Extract:

One trend in this year's Franchise 500© is the proliferation of franchises aimed specifically at Latino communities. Interesting, but not surprising if you look at the statistics: The Latino population of the U.S. has more than doubled since 1990 to more than 52 million and is expected to reach 132.8 million by 2050, according to the U.S. Census Bureau.
As the population grows, so do the numbers of Latino-owned businesses, homes and cars, and the insurance industry has heretofore failed to keep pace. That's where franchising has stepped in. First on the scene was Fiesta Auto Insurance and Tax, which began franchising in 2006 and quickly climbed to nearly 100 units. A succession of insurance and tax service franchises with Spanish names followed: Estrella, Pronto, Listo. These are still relatively new, and only Estrella made the ranking this year. But they demonstrate a definite trend in targeting the demographic, and other industries may soon follow their example.
This year we added a new question to our Franchise 500© form: Do you offer incentives for veterans? The response was heartening: Almost three-fifths of our top 500 franchises offer some type of discount or assistance for military veterans who become franchisees. With most franchisors, it's reduced franchise fees, inventory costs or royalties; a few waive their franchise fees completely for veterans. One company, JDog Junk Removal--which began franchising in 2012--is offering its franchise only to veterans and active-duty military personnel. Founder Jerry Flanagan, an Army veteran himself, sees this as a way to combat the disproportionately high unemployment rate among returning service members.
Many franchisors view veterans--with their leadership skills, determination and familiarity with following a system--as perfect prospects for franchising. In November 2011 the International Franchise Association ramped up its VetFran initiative with Operation Enduring Opportunity, a campaign that aims to see 75,000 veterans and their spouses and 5,000 wounded warriors become franchisees or employees of franchised businesses by 2014. In the first six months of the campaign, more than 4,000 veterans became new franchisees. As time goes on, expect to see more franchisors recognize the benefits of teaming up with America's heroes.

Stated problem 1: Using the franchise article, say whether each statement agrees with it and quote the words that decide it: (a) Fiesta Auto Insurance and Tax began franchising in 2006. (b) Pronto was the only Spanish-named insurance and tax franchise to make the ranking this year. (c) JDog Junk Removal offers its franchise to anyone who applies.
Stated problem 2: Return the part of the franchise article from "As the population" up to and including "follow their example.", copied word for word.
You won't need the entries.

Raw records:
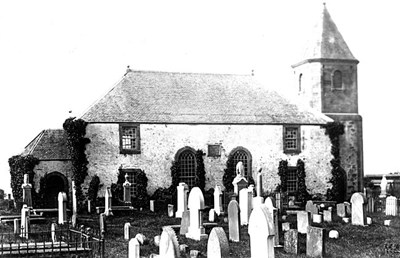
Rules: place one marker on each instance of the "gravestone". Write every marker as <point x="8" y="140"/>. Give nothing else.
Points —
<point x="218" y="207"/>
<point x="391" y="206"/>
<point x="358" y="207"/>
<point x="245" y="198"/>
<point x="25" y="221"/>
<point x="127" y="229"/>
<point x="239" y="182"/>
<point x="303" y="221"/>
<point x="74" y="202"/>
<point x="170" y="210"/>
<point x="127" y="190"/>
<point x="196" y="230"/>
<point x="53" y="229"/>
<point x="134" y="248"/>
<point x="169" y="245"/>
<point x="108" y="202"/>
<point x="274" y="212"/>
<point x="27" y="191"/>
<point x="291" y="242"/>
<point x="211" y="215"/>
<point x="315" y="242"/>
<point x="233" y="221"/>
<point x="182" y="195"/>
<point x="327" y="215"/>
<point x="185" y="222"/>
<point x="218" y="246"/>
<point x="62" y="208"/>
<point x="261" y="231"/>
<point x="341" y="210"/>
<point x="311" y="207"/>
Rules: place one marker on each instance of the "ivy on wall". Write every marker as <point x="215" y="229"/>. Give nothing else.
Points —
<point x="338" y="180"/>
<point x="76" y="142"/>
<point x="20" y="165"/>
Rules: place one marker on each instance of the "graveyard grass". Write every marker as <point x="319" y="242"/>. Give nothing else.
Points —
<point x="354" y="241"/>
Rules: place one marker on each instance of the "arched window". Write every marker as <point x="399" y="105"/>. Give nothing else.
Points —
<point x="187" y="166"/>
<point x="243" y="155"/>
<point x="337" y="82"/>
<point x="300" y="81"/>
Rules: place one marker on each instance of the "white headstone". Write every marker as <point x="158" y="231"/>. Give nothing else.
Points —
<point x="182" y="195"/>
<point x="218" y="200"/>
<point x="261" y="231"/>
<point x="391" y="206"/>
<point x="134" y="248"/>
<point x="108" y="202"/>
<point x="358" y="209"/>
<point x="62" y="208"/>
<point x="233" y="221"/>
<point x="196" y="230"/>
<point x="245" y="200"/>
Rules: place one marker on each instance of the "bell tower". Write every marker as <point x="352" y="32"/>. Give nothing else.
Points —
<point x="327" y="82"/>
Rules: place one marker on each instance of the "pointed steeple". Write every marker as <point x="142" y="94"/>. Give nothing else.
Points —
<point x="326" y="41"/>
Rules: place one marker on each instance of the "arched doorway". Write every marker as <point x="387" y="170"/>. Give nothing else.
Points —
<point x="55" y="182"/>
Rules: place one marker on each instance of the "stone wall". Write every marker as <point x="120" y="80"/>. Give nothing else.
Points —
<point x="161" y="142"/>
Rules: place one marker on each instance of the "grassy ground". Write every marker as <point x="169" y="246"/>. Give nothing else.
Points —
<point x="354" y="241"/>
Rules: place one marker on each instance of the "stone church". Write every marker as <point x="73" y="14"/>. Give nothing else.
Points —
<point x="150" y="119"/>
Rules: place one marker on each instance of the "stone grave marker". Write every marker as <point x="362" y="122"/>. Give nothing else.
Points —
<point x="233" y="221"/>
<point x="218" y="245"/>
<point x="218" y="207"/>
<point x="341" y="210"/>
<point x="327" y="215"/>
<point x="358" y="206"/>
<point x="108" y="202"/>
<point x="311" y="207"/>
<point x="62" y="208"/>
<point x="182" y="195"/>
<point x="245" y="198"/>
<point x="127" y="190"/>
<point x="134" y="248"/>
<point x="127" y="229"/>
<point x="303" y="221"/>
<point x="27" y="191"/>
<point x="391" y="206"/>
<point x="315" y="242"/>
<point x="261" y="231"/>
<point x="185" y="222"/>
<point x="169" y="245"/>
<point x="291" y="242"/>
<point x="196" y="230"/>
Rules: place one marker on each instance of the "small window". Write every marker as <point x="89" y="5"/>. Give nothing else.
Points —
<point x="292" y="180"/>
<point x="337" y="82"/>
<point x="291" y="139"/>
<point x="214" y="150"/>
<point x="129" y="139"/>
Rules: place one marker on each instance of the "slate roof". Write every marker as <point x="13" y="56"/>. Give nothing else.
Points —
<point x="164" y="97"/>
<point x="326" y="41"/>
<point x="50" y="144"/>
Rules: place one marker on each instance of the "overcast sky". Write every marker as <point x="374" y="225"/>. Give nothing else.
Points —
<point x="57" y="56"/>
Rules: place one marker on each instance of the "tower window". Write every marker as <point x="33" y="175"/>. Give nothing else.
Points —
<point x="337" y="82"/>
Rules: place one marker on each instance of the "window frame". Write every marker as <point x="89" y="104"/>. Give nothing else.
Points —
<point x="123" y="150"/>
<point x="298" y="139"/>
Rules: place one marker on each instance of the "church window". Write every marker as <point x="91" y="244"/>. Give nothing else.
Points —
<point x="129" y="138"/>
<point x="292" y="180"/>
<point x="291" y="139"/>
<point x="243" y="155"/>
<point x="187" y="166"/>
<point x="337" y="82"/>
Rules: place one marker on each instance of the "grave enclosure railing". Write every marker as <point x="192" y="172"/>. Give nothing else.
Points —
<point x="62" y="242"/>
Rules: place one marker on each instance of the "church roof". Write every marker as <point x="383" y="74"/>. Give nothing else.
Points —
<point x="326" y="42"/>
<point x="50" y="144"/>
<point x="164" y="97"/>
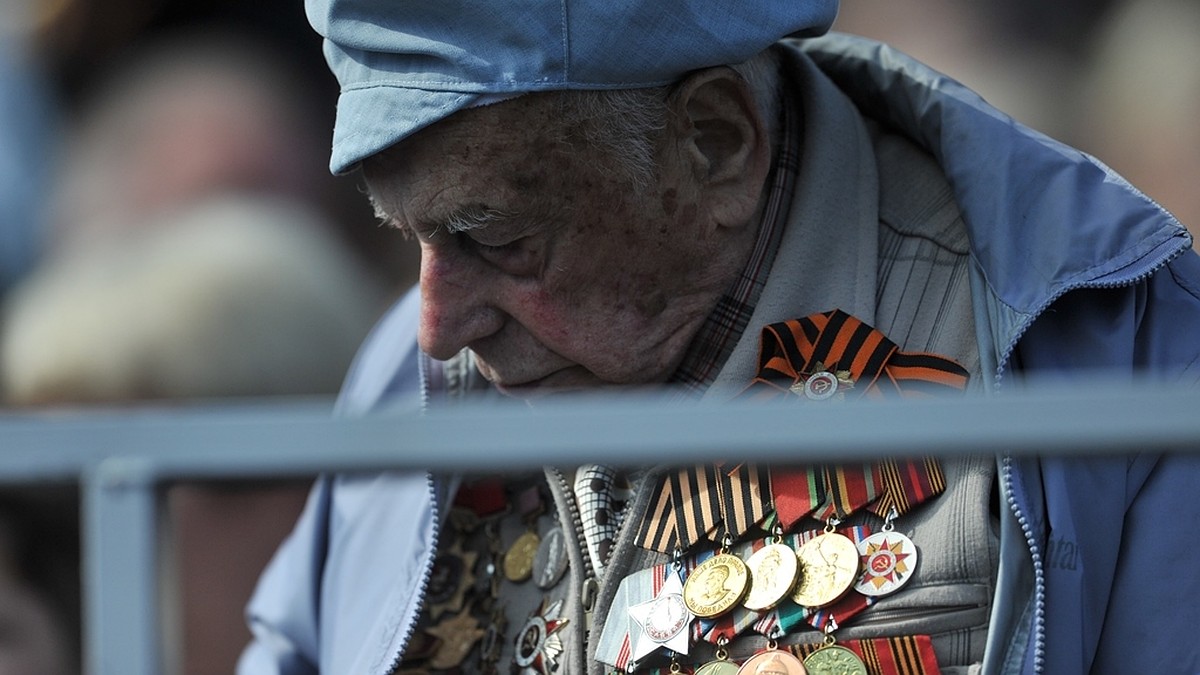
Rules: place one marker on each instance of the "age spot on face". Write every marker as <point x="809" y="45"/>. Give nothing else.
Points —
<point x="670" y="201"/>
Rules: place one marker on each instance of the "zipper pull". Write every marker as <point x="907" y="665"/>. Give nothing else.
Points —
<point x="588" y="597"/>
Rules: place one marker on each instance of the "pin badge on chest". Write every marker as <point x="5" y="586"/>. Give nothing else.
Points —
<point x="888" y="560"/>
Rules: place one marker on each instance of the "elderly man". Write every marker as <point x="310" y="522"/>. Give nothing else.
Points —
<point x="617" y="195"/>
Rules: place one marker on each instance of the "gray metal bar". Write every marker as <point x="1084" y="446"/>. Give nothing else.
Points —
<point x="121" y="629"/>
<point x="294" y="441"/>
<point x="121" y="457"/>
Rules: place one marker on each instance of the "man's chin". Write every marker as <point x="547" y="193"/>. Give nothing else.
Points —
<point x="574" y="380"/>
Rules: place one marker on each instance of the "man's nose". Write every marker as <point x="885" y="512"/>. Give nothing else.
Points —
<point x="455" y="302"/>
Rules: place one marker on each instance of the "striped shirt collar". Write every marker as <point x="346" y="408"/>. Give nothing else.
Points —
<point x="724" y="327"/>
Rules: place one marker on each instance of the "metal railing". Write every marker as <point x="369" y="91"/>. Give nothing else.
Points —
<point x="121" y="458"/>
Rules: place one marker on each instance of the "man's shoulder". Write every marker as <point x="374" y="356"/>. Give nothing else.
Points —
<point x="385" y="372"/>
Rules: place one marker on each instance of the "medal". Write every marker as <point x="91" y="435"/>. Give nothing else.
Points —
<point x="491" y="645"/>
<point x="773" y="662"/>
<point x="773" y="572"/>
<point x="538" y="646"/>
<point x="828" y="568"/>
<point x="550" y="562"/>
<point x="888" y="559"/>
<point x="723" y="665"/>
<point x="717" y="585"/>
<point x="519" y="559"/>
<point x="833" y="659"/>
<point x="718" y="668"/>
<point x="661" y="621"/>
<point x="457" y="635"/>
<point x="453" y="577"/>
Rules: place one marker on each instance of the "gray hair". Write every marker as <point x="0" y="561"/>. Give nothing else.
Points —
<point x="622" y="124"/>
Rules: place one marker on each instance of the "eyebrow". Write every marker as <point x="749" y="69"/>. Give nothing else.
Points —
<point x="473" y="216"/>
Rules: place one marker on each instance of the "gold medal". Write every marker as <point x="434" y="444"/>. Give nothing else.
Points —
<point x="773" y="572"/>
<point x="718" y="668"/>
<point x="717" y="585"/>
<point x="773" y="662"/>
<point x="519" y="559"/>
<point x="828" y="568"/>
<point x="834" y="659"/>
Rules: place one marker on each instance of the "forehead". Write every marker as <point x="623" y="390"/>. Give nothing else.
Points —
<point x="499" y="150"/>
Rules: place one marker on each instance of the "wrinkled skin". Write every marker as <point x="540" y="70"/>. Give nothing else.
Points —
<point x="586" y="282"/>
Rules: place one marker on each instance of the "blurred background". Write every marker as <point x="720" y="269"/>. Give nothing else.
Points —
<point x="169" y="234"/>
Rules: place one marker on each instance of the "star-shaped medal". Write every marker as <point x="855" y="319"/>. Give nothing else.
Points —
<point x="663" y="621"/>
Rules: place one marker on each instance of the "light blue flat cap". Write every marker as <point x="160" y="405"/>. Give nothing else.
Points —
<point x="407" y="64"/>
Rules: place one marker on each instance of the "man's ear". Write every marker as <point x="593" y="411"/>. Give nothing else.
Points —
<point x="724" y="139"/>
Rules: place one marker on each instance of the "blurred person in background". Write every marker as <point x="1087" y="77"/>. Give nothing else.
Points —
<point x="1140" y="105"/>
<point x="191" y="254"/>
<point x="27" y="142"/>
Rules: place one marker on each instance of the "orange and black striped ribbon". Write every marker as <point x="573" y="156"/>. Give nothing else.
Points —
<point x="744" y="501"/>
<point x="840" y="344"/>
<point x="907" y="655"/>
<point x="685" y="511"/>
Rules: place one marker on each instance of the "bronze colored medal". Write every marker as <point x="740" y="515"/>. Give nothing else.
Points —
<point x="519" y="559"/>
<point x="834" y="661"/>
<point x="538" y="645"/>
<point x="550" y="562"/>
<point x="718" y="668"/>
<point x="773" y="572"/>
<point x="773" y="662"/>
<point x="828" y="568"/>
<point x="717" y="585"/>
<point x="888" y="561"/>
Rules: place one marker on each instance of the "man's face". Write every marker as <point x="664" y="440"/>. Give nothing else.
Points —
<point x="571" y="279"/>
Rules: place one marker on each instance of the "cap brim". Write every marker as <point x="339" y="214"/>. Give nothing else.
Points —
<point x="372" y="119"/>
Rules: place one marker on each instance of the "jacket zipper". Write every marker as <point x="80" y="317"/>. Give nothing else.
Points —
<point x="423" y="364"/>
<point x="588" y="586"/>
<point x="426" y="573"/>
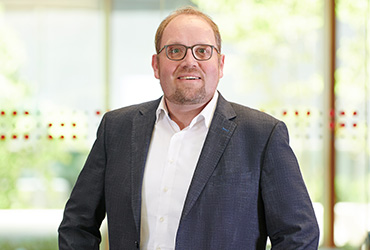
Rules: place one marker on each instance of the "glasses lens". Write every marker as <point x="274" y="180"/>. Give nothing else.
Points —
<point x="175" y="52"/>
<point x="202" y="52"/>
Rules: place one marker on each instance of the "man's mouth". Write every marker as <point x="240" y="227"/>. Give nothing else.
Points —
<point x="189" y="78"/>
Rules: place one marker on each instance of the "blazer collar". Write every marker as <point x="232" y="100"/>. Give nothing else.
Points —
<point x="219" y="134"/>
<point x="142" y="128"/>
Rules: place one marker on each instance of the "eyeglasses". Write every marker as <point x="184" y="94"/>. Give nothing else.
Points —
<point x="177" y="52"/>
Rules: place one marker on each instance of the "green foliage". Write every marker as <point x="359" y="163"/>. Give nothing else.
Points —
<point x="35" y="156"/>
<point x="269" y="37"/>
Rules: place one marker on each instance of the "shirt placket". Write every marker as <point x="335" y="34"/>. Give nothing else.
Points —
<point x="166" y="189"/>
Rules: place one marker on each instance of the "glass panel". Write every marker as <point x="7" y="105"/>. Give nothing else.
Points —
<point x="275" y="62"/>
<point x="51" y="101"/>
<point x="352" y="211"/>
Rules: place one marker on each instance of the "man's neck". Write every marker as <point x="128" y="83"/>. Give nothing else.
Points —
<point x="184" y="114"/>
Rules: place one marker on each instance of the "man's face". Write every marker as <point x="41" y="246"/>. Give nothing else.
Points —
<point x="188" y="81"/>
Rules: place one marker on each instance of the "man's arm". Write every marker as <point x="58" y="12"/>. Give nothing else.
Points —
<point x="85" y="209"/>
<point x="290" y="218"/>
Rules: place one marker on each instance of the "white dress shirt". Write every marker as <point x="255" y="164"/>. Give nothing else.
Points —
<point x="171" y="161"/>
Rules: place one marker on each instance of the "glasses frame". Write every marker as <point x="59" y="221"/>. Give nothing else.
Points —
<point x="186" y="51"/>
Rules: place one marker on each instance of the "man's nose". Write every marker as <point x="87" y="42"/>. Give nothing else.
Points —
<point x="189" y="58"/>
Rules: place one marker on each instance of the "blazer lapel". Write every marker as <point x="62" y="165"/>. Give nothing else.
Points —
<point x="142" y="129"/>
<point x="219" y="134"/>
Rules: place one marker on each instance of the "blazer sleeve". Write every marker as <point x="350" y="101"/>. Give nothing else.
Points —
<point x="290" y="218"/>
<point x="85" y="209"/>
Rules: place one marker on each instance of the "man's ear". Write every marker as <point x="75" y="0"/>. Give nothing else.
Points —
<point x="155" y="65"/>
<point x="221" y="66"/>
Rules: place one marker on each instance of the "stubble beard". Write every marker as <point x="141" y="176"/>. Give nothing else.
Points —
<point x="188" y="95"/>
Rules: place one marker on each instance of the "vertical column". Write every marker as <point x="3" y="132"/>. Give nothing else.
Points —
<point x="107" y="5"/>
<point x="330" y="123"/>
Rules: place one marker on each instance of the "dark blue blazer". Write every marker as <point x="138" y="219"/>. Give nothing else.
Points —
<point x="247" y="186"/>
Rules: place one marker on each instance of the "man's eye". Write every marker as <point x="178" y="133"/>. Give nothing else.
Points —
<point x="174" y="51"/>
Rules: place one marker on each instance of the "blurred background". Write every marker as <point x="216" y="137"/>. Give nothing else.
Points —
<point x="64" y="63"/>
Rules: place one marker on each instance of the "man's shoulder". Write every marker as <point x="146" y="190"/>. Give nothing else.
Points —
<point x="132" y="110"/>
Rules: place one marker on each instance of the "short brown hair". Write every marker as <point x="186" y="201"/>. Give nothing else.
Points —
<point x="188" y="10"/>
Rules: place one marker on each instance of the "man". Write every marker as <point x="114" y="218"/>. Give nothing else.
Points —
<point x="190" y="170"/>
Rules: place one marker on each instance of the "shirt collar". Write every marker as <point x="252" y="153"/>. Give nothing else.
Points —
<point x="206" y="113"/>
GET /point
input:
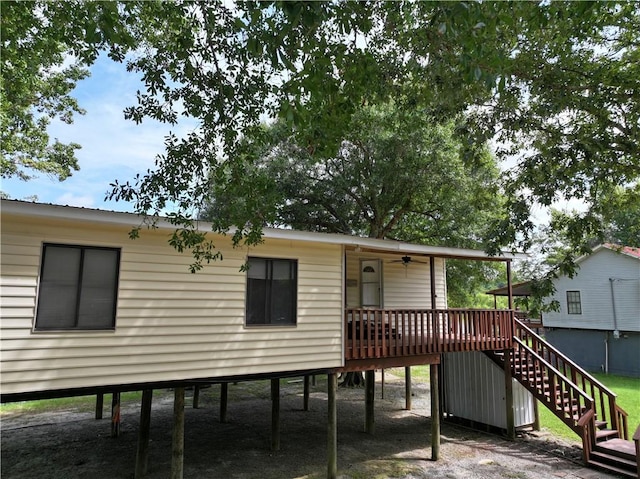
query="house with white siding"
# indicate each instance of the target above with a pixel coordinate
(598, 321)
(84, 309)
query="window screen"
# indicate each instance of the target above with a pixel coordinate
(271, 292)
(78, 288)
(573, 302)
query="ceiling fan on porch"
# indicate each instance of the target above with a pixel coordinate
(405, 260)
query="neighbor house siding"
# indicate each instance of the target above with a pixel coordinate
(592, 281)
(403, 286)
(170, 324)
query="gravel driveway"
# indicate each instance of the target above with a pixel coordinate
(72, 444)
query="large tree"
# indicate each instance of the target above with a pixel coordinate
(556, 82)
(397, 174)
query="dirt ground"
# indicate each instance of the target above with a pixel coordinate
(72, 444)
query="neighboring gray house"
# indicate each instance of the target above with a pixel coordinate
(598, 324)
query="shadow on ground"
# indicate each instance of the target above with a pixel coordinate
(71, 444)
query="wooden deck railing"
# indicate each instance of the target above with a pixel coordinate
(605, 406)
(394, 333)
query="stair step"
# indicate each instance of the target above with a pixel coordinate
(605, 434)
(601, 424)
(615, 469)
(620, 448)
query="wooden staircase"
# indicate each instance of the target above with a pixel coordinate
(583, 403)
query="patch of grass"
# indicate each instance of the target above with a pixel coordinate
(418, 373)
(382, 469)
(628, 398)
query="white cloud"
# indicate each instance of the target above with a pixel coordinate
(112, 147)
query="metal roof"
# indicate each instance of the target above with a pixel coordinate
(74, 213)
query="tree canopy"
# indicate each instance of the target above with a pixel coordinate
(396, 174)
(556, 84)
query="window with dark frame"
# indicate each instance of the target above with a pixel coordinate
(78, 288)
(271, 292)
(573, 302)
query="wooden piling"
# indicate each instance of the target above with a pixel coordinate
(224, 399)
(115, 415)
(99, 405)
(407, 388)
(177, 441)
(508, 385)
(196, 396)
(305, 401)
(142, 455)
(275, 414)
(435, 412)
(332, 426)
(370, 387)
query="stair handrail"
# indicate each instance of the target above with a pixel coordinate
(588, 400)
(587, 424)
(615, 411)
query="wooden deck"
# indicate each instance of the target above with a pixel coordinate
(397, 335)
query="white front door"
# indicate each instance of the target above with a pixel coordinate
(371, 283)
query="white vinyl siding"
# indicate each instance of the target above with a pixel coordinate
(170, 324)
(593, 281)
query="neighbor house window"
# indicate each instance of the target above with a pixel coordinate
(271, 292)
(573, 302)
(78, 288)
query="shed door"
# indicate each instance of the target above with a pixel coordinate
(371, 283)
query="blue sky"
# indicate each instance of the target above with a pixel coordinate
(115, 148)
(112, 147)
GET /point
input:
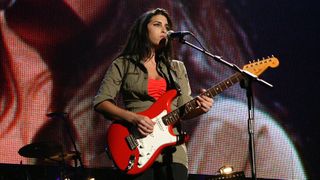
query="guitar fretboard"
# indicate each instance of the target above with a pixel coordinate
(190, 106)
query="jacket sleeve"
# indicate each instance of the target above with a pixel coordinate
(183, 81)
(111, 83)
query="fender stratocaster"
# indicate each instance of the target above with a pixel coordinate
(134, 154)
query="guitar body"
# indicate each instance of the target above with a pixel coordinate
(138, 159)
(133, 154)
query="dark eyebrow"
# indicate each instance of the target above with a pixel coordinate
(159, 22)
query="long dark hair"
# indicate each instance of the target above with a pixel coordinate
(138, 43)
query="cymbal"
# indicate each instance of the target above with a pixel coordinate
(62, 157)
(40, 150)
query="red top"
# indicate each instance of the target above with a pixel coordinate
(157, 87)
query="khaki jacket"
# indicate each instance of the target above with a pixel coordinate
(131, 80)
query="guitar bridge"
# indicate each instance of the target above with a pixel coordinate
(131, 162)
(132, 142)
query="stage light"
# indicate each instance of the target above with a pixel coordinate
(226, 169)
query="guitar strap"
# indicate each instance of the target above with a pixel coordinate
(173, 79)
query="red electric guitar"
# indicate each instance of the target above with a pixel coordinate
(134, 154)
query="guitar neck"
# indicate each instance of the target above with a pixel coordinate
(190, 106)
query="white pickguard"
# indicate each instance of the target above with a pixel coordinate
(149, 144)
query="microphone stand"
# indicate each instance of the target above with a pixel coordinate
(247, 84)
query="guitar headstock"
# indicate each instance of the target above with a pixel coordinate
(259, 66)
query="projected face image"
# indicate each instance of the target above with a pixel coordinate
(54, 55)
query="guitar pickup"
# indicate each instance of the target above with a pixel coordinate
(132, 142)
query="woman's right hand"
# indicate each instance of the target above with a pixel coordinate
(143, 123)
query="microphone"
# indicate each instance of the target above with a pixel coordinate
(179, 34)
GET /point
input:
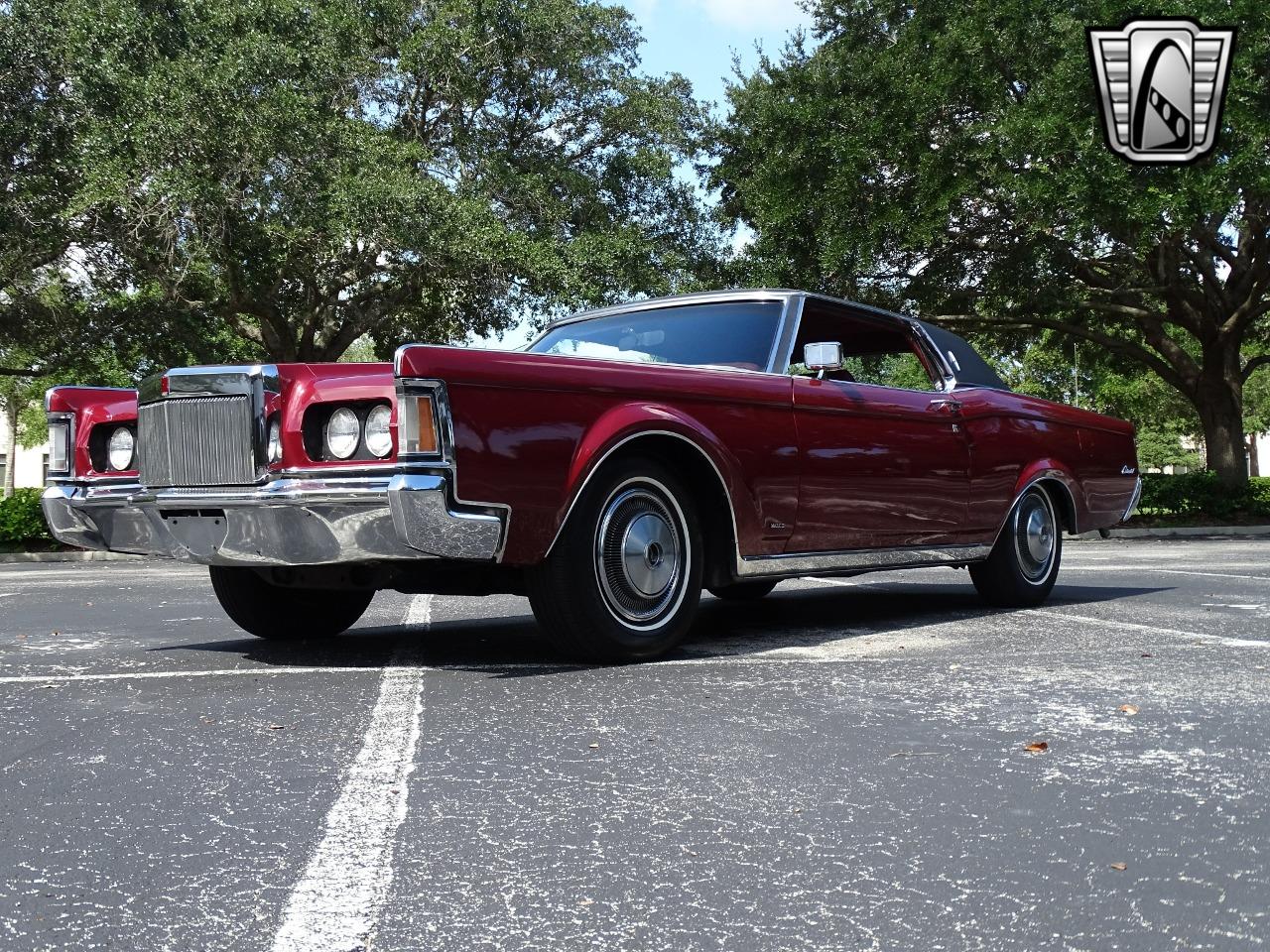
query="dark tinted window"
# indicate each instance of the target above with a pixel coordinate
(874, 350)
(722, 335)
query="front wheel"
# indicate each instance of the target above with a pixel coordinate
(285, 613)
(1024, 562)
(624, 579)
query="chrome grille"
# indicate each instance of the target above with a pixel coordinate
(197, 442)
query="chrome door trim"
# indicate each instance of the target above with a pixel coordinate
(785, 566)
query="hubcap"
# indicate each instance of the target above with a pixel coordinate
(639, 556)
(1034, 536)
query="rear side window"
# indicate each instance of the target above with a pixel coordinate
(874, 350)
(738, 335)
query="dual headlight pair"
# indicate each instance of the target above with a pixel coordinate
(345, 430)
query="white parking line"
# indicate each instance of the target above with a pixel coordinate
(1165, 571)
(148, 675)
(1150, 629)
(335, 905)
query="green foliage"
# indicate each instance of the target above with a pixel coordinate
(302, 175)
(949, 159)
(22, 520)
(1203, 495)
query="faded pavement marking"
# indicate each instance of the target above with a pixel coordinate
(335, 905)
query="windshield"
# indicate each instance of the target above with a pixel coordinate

Full answer 1:
(a) Yes: "which began franchising in 2006"
(b) No: "only Estrella made the ranking this year"
(c) No: "is offering its franchise only to veterans and active-duty military personnel"

Full answer 2:
As the population grows, so do the numbers of Latino-owned businesses, homes and cars, and the insurance industry has heretofore failed to keep pace. That's where franchising has stepped in. First on the scene was Fiesta Auto Insurance and Tax, which began franchising in 2006 and quickly climbed to nearly 100 units. A succession of insurance and tax service franchises with Spanish names followed: Estrella, Pronto, Listo. These are still relatively new, and only Estrella made the ranking this year. But they demonstrate a definite trend in targeting the demographic, and other industries may soon follow their example.